:: Records for this task ::
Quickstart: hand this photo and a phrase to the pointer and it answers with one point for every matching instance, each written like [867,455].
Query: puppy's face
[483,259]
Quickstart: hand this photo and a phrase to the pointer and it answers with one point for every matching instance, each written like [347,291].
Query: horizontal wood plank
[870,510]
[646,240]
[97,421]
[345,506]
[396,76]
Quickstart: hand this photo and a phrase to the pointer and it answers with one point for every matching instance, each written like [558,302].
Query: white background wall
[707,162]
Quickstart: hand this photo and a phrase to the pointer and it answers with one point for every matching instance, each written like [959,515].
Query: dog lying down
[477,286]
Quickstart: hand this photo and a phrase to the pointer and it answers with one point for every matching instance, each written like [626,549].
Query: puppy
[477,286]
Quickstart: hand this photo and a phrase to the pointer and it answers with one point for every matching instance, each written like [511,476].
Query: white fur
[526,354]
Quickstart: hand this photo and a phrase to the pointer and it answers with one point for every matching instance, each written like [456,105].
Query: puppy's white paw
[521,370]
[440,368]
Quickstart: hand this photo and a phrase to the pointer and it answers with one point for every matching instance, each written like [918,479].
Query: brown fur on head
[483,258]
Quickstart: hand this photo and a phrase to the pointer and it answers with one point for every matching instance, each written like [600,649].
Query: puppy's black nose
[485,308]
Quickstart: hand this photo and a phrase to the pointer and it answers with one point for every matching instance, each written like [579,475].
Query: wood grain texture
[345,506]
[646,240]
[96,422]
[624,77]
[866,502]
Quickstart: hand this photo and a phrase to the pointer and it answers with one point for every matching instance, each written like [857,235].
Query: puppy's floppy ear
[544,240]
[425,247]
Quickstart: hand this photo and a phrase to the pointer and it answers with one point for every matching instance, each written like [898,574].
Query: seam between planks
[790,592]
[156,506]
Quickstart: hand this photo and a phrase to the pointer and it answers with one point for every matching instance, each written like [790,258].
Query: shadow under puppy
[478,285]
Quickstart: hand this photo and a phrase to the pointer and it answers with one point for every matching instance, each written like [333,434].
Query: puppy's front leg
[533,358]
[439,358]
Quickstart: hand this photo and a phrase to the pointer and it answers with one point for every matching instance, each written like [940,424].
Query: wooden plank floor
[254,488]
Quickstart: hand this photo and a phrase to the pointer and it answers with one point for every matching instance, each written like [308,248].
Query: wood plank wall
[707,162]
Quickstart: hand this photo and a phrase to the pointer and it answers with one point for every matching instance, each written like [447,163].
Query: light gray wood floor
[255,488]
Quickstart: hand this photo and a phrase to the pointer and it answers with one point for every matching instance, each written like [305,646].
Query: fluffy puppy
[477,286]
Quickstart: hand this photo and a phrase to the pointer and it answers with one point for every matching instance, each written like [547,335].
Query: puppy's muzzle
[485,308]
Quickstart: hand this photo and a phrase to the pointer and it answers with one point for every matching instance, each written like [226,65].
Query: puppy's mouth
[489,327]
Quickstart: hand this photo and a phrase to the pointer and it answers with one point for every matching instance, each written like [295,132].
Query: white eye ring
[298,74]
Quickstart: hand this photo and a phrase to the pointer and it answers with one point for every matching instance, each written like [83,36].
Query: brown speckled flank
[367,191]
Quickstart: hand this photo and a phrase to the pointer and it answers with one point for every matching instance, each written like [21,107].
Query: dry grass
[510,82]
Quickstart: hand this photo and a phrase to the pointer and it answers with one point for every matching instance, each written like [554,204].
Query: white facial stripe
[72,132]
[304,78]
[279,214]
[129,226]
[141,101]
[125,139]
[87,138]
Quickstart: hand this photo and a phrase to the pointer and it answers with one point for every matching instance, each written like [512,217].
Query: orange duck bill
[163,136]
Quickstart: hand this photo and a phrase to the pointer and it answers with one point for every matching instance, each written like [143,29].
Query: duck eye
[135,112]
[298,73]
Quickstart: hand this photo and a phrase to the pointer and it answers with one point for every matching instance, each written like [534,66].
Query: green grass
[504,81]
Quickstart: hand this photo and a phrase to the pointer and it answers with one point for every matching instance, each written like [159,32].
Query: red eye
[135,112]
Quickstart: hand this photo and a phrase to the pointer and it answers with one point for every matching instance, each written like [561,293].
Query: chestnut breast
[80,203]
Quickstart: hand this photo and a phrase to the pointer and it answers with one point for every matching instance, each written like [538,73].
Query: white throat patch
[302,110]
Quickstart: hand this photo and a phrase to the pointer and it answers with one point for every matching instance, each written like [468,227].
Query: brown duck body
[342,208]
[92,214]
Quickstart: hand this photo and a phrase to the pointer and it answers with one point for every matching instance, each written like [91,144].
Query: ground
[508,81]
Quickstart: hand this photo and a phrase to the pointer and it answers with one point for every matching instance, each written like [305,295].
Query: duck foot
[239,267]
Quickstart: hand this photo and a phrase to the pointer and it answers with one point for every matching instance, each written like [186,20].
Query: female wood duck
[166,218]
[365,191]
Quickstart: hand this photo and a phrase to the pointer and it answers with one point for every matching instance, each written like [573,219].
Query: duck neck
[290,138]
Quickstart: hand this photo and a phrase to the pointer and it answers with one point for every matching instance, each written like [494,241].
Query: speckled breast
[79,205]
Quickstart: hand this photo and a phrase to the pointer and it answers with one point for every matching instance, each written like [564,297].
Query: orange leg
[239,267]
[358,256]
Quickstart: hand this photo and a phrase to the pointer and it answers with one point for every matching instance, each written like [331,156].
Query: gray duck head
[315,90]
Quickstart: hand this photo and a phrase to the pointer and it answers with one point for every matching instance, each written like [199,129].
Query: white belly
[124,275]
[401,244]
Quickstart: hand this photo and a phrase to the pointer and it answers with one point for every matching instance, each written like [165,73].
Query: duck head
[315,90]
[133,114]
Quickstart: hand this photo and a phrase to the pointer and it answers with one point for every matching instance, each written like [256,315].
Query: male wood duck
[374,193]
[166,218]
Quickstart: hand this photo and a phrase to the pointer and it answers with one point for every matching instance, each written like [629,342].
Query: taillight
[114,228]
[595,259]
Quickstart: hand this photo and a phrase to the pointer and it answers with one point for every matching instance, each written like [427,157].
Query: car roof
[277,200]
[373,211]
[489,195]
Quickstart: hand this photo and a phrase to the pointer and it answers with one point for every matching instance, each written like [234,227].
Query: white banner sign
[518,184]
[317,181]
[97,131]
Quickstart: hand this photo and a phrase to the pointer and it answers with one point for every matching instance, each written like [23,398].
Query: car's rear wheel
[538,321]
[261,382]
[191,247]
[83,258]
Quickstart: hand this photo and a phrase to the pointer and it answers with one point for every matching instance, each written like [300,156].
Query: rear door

:: Goal ::
Recast all the records above as a numbered list, one line per item, with blank lines left out.

:: Exercise response ::
1. Quickstart: hand this photo and a phrase to the pointer and it answers with one point for every matching instance, each written like [867,455].
2. Query: puppy's face
3. [483,259]
4. Quickstart: hand this photo and a phrase to the pointer and it answers with one point for every matching instance, each written like [347,291].
5. Query: horizontal wood plank
6. [870,510]
7. [646,240]
8. [97,421]
9. [345,506]
10. [396,76]
11. Quickstart: hand this photo and a phrase to the pointer and it answers with one point for every matching instance, each written like [558,302].
12. Query: white background wall
13. [707,162]
14. Quickstart: hand this photo and a phrase to the pointer and it answers with one point for every matching instance, each written like [959,515].
15. Query: dog lying down
16. [477,286]
17. Quickstart: hand this photo and a phrase to the pointer and it answers with one point for every matching instance, each written like [626,549].
18. Query: puppy
19. [477,286]
20. Quickstart: hand this photo and a phrase to the pointer and it answers with one point for every matching instance, each written like [511,476].
21. Query: white fur
22. [526,354]
23. Quickstart: hand this photo and a phrase to the pointer and it answers with one point for every matching instance, each written like [456,105].
24. Query: puppy's white paw
25. [521,370]
26. [440,368]
27. Quickstart: hand this photo and a phrase to the pointer and it answers with one point for every matching instance, each written like [918,479].
28. Query: brown fur on head
29. [483,258]
30. Quickstart: hand this photo and a phrase to the pointer and it answers with one point for every matching instance, each written like [600,649].
31. Query: puppy's black nose
32. [485,308]
33. Quickstart: hand this photo and a phrase to the pointer and it answers with one point for every matching instance, each written like [579,475].
34. Query: wood grain texture
35. [345,506]
36. [646,240]
37. [96,422]
38. [624,77]
39. [866,502]
40. Quickstart: hand this photo and a phrase to the pointer and it answers with one point for every matching instance, each written like [857,235].
41. Query: puppy's floppy ear
42. [544,240]
43. [425,247]
44. Quickstart: hand this photo and a phrase to the pointer and it answers with one point for every matching instance, each written like [898,574].
45. Query: seam between planks
46. [790,592]
47. [156,506]
48. Quickstart: hand this photo and a phrase to the pointer and it answers with one point for every matching instance, each written like [790,258].
49. Query: shadow under puppy
50. [478,285]
51. Quickstart: hand this photo and a phrase to the pointer and it answers with one point for every matching instance, each written like [333,434].
52. Query: puppy's front leg
53. [533,358]
54. [439,358]
55. Quickstart: hand this photo and a phrase to the pointer and it answers with one point for every matching instance, each written like [940,424].
56. Query: wooden plank floor
57. [254,488]
58. Quickstart: hand this photo and a phrase to the pointer and it answers with one point for every matching instance, each written like [308,248].
59. Query: wood plank wall
60. [707,162]
61. Quickstart: hand this photo and a phrase to the pointer and it answers with one point for every matching instance, each written like [447,163].
62. Query: light gray wood floor
63. [255,488]
64. Quickstart: hand this photo and a phrase to the pointer and it answers with one point for every matching instance, each written like [305,646].
65. Query: fluffy puppy
66. [477,286]
67. Quickstart: hand this photo and a phrase to the pointer and it answers with one point for every matching instance, each written like [547,335].
68. Query: puppy's muzzle
69. [485,308]
70. Quickstart: hand this photo and a phrase to the pointer and it answers with one point for every matching instance, each written like [226,65].
71. Query: puppy's mouth
72. [489,327]
73. Quickstart: hand this photo and a phrase to the pointer and it answers with one point for every matching instance, each written like [295,132].
74. Query: white eye ring
75. [298,74]
76. Quickstart: hand this photo and a phrase to the pointer and it answers with one point for every matching instance, each written like [83,36].
77. Query: brown speckled flank
78. [367,191]
79. Quickstart: hand this photo and a phrase to the pointer and it answers with one point for every matching instance, each written like [21,107].
80. Query: dry grass
81. [510,82]
82. Quickstart: hand this photo and a phrase to the pointer and it answers with one point for every matching instance, each written like [554,204].
83. Query: white facial stripe
84. [72,132]
85. [304,78]
86. [279,214]
87. [129,226]
88. [141,101]
89. [125,139]
90. [87,138]
91. Quickstart: hand this photo and a phrase to the pointer and it answers with one point for every matching instance, each written like [512,217].
92. Query: orange duck bill
93. [163,136]
94. Quickstart: hand this photo and a phrase to the pointer and it answers with one point for every matching instance, each written like [143,29].
95. Query: duck eye
96. [135,112]
97. [298,73]
98. Quickstart: hand this photo and a phrase to the pointer and it answers with one point for every matching instance, each written like [534,66].
99. Query: green grass
100. [504,81]
101. Quickstart: hand this photo and a phrase to the pointer and it answers with one point for every matching instance, each written like [159,32].
102. Query: red eye
103. [135,112]
104. Quickstart: hand this photo and a phrase to the pointer and it answers with one point for every matching instance, each written like [561,293].
105. Query: chestnut breast
106. [80,203]
107. Quickstart: hand this photo and a phrase to the pointer and it answers with one point for every matching instance, each written like [538,73].
108. Query: white throat patch
109. [302,110]
110. Quickstart: hand this photo and a phrase to the pointer and it answers with one point for every matching instance, each written like [468,227].
111. Query: brown duck body
112. [342,208]
113. [92,214]
114. Quickstart: hand this photo and a phrase to the pointer and it answers with one point for every matching instance, each written like [91,144].
115. Query: ground
116. [508,81]
117. Quickstart: hand this photo and a phrase to the pointer and it answers with one point for every matching instance, each written like [305,295].
118. Query: duck foot
119. [239,267]
120. Quickstart: hand this photo and a phrase to the pointer and it answers with one point for every matching instance, each written like [186,20].
121. Query: female wood duck
122. [166,218]
123. [365,191]
124. Quickstart: hand this photo and a phrase to the pointer and it answers with one point for every matching instance, each written like [573,219].
125. Query: duck neck
126. [290,138]
127. Quickstart: hand this photo and a phrase to the pointer and it answers with one point for every matching instance, each written like [494,241].
128. Query: speckled breast
129. [79,205]
130. Quickstart: hand this photo and a phrase to the pointer and it answers with one point for every matching instance, each written like [564,297].
131. Query: orange leg
132. [239,267]
133. [358,256]
134. Quickstart: hand this photo and a phrase to the pointer and it answers with one point for every matching instance, each written like [331,156].
135. Query: gray duck head
136. [315,90]
137. Quickstart: hand this photo and a phrase to the pointer and it answers with one point for every matching instance, each written like [199,129].
138. Query: white belly
139. [124,275]
140. [401,244]
141. Quickstart: hand this photo and a phrase to the pointer and it answers with one point for every matching instance, each written like [165,73].
142. Query: duck head
143. [315,90]
144. [133,114]
145. Quickstart: hand this photo and a phrase to the pointer and it answers with one point for every matching instance, each written like [256,315].
146. Query: male wood duck
147. [374,193]
148. [166,218]
149. Quickstart: hand this photo and a phrase to the pointer and it answers with one point for every matching instance, each written like [629,342].
150. Query: taillight
151. [114,228]
152. [595,259]
153. Quickstart: hand this photo and a phrase to the pointer and it answers with one point for every matching instance, each written like [427,157].
154. Query: car roof
155. [277,200]
156. [373,211]
157. [489,195]
158. Quickstart: hand this photo and a phrase to the pointer and it answers with one point for every matching instance, each written like [234,227].
159. Query: white banner sign
160. [518,184]
161. [317,181]
162. [97,131]
163. Quickstart: hand this photo and a phrase to the pointer and it answers with one point for every matching instance, each written like [23,398].
164. Query: car's rear wheel
165. [538,321]
166. [261,382]
167. [191,247]
168. [83,258]
169. Quickstart: hand this photo and a phrase to the pointer and it answers with one point for every matching instance, each written like [300,156].
170. Query: rear door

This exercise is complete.